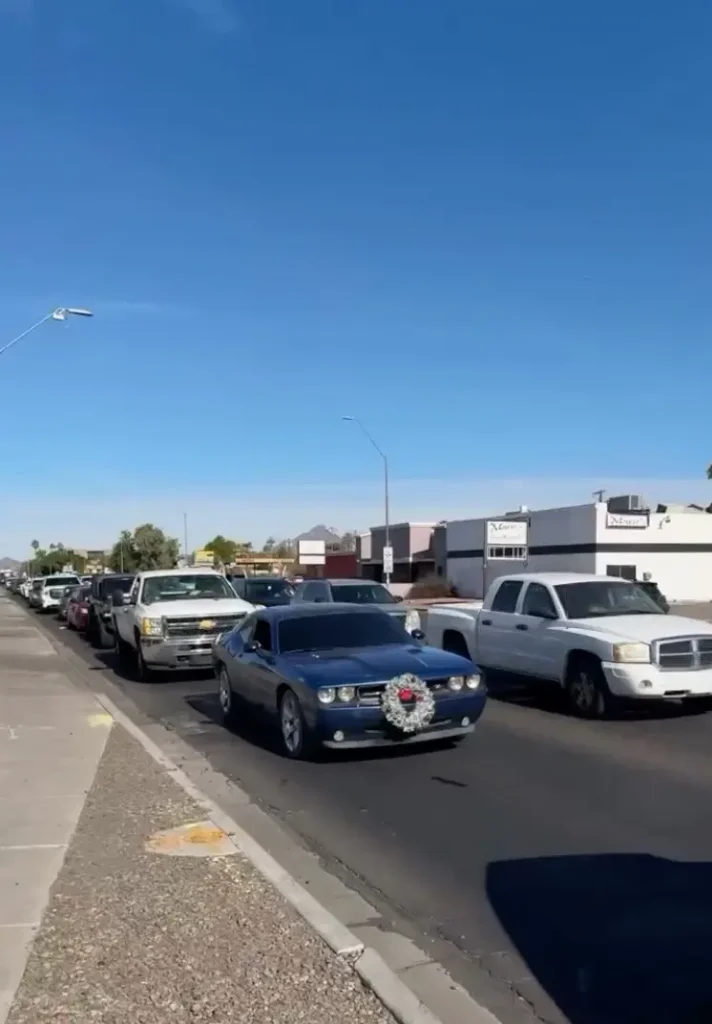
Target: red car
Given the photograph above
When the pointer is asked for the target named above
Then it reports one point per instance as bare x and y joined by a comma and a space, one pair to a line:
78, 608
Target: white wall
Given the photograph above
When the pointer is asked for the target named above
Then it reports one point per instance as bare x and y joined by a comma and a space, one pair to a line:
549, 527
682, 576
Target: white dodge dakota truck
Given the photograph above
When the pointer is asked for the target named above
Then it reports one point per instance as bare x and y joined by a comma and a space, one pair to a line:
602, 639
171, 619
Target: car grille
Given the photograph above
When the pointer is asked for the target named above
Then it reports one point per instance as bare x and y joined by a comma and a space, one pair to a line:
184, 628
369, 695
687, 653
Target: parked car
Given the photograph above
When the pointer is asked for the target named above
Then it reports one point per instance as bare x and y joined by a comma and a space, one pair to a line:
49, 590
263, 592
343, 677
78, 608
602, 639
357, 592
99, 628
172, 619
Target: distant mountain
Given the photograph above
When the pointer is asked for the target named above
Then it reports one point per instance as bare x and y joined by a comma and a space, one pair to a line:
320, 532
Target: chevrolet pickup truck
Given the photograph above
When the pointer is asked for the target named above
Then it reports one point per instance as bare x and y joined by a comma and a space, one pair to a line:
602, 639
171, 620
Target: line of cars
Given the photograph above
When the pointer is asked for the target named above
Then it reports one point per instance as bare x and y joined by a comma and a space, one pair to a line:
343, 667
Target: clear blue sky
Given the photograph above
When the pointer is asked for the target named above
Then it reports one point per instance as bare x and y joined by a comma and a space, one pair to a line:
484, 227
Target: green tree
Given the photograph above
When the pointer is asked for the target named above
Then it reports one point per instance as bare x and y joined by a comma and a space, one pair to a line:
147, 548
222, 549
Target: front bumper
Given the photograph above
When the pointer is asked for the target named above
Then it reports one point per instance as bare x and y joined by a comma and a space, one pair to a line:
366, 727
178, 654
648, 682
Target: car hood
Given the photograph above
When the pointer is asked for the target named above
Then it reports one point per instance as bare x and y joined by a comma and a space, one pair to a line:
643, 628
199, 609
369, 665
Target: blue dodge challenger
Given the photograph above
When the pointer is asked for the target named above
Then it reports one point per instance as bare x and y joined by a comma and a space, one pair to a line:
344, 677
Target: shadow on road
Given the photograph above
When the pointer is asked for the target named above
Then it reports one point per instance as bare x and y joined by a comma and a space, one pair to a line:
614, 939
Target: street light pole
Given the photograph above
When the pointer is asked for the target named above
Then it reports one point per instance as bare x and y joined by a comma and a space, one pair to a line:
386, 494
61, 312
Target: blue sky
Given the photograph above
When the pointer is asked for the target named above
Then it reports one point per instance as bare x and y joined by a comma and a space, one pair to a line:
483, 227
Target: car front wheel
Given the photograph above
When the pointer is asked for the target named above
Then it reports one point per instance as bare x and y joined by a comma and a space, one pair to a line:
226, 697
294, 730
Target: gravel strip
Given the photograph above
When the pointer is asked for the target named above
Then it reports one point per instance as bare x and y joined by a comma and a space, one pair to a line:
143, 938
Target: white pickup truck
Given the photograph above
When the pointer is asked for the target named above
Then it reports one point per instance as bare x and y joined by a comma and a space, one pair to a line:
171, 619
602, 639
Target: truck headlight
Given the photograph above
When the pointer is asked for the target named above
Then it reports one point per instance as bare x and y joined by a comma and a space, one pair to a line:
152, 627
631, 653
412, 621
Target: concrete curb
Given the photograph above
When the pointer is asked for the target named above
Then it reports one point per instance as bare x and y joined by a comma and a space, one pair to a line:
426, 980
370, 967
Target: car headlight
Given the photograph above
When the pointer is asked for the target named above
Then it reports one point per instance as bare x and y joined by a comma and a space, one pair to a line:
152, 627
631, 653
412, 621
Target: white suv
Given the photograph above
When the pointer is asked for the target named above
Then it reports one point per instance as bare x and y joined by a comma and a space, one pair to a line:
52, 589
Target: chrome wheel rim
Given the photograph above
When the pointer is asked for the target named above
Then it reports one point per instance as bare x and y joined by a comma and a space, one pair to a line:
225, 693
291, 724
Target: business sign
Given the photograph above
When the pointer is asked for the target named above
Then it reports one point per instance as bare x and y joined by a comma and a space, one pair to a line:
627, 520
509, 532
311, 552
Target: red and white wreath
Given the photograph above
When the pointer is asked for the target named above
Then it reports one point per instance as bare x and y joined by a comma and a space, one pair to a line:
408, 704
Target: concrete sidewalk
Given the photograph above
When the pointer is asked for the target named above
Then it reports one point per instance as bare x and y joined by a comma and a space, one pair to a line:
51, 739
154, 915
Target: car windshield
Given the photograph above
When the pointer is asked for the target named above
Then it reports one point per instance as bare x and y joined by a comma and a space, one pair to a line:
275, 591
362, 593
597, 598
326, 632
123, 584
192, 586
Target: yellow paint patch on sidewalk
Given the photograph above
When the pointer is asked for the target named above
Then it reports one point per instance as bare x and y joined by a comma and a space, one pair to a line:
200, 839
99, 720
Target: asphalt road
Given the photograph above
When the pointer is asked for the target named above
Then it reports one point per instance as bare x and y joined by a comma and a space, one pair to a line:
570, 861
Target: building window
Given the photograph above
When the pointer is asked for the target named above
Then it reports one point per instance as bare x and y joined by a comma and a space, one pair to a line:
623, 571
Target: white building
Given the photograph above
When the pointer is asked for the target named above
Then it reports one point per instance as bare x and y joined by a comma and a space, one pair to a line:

### [INSTRUCTIONS TO FOLLOW]
After removing the pictures, set down every record above exactly as it stands.

### [SOLUTION FOR THIS EXERCISE]
Target: red car
Given the photograph above
When the pointer is asked for the target named above
Then it reports one point per instance as bare x and y joined by a comma and a space, one pair to a line:
78, 608
Target: white wall
Given the photograph above
When the pointer is asked for the target named above
Then it reports one point per instance as bare x and y joined by a comma and a space, one pair to a line:
549, 527
682, 576
Target: white dodge dakota truck
Given the photograph above
When the pointer is asked for the target named above
Then it reports one point per instance as bare x and y joined by a comma and a space, one pair to a line:
602, 639
171, 619
Target: car grille
Given the photograph above
When the pointer is asked for the target named above
Then it reports one point per instance as bare x and y joined by a comma and a space, one pair to a line:
184, 628
369, 695
687, 653
Target: parked car
Given the photograph above
When the pointer is asked for the target named above
Then it reports one point per instance as bare x and y joined by a comma and a space, one pair to a line:
49, 590
263, 592
343, 677
78, 608
602, 639
357, 592
99, 628
172, 619
Target: distant mountain
Given the photograph above
When the pointer is asked for the target named above
Then it reports one point per instance as bare x and y joined by a comma and a space, one pair to a line:
320, 532
Target: chevrolet pickup truck
Given the photograph above
When the pointer is asked for the target named above
Then it reports one point per instance as bare x and y joined by a comma and a space, one pair to a line:
602, 639
171, 620
Target: line of cars
Given the photograph above
When the pointer is asked for the target named above
Then it reports one point per instance as bare x and y joined by a comma and a space, one pair to a line:
343, 667
Target: clear blue sky
Given the photograph above
When the pointer is asked for the target named above
Then it reports one point per instance as bare x and y joined by a comma and a space, one pair to a line:
484, 227
Target: green tree
Given the photograph above
When the pointer is asked for the target named above
Then it reports one point per instance as bare x and y joined by a comma and a space, one pair to a line:
147, 548
222, 549
Target: front bumper
Given the photograph above
When the pointer is asked for the target named above
Then it reports one point per instance as bare x and y joined by a comma and a space, one pair to a line:
366, 727
178, 654
648, 682
Target: car hood
Given the photograph above
When the pointer is asked for the target named above
Then it reports one point per instance as bare x and y joined by a comma and a space, one pair to a line:
643, 628
199, 609
369, 665
Target: blue dodge challenger
Given the photograph above
When the pointer is asked for the target named above
Then it reports one point per instance as bare x and y joined by a comma and a space, one pair to a line:
344, 677
Target: shadow on road
Given the photograph above
When the pointer is asked for the target named above
Then it reports one point per instance as bare x and y joined by a comma and a space, one pair to a line:
614, 939
Target: street light pole
Given the photograph above
When the pointer is asked for the target named above
Then it reports one point per instance as bare x and y joined by a comma and a space, one pair to a line:
386, 494
61, 312
Target: blue sky
Given the photograph above
When the pointer is asked for the target named above
Then it reports one point per instance as bare x and y joined by a comma and a space, one pair to a line:
483, 227
Target: car front wheel
Given the photograph above
When the pointer is asked for the target named above
Then it reports one point per instance as bare x and y joined by a comma and a space, one pair to a line:
226, 697
294, 730
Target: gravel strip
Given the photograph above
When the pointer is asked for the target named above
Then it reports one point per instance as bare x and y joined by a comma and a space, one pair to a line:
143, 938
Target: white pickup truck
Given the photograph above
When the pointer is asked for the target named above
Then it reports one point per instance as bare x and y joined by a comma and a space, one pair to a line:
171, 619
602, 639
Target: truck headlight
Given the photograph above
When the pointer is asked for the target named above
Then it reports one point per instance as bare x and y joined by a comma and a space, one pair to a line:
152, 627
631, 653
412, 621
Target: concrete curb
Given the photograph above
When the pointer is asked for the target named above
Then it reports one point per instance as bare x and y joined by a comma and a space, one pair to a line:
426, 980
370, 967
Target: car headlight
Given the photograph above
When the pointer is asked for the target named above
Then it reports one point per instance as bare x and y joined by a comma and a space, one pair to a line:
152, 627
631, 653
412, 621
Target: white suv
Given the photograph above
When the pointer is asked for the target named above
Then it reports one point per instance as bare x and y joined by a comma and a space, one pair to a line:
52, 589
Target: chrome wheel rim
Given the photograph above
When the pointer is asked for the target named above
Then it reports one point per instance as bare x and y joined by a comma and a space, one pair to a line:
225, 693
291, 724
Target: business sign
Given the photograph above
When the pointer is asked for the target named above
Then it reports one point per instance as bare x and y joined by a comma and a space, one pair to a line:
627, 520
509, 532
311, 552
Target: red and white wreath
Given the photograph above
When the pointer is asked for the target named above
Then it reports one point per instance as bare x and y joined by a comma and a space, one pair to a line:
408, 704
Target: concrete sidewalk
Given the photograph above
When the pointer is asked for the target named above
Then it reports one point per instance as bare x and y joined by a comma and a space, one pair to a line:
51, 739
154, 915
Target: car windshield
Given the photograph above
When the pointer is asked for the target named above
Then it reports one point per instance as bare x and y joined by a comma and a space, one pair to a line:
275, 591
362, 593
597, 598
326, 632
123, 584
192, 586
Target: yellow paint patch on sidewalk
Given the photograph above
When the pointer is asked for the target named above
Then it reports one point per instance as bare x and y joined by a comma and a space, one pair to a line:
200, 839
99, 720
Target: asphalt road
Given the photograph above
When the pointer is asked for the target named above
Then it reports one point per instance as bare x and y joined by a comma and a space, one pair to a line:
570, 861
Target: building window
Given the photograph above
When the pointer is asked for the target named above
Then it reports one point per instance as bare x and y joined by a comma and a space, one pair to a line:
623, 571
Target: white building
Given the photograph above
When the pointer is asked for the target named above
Then it reports one point per instance as bare x and y joined by a comma and a space, one pair to a line:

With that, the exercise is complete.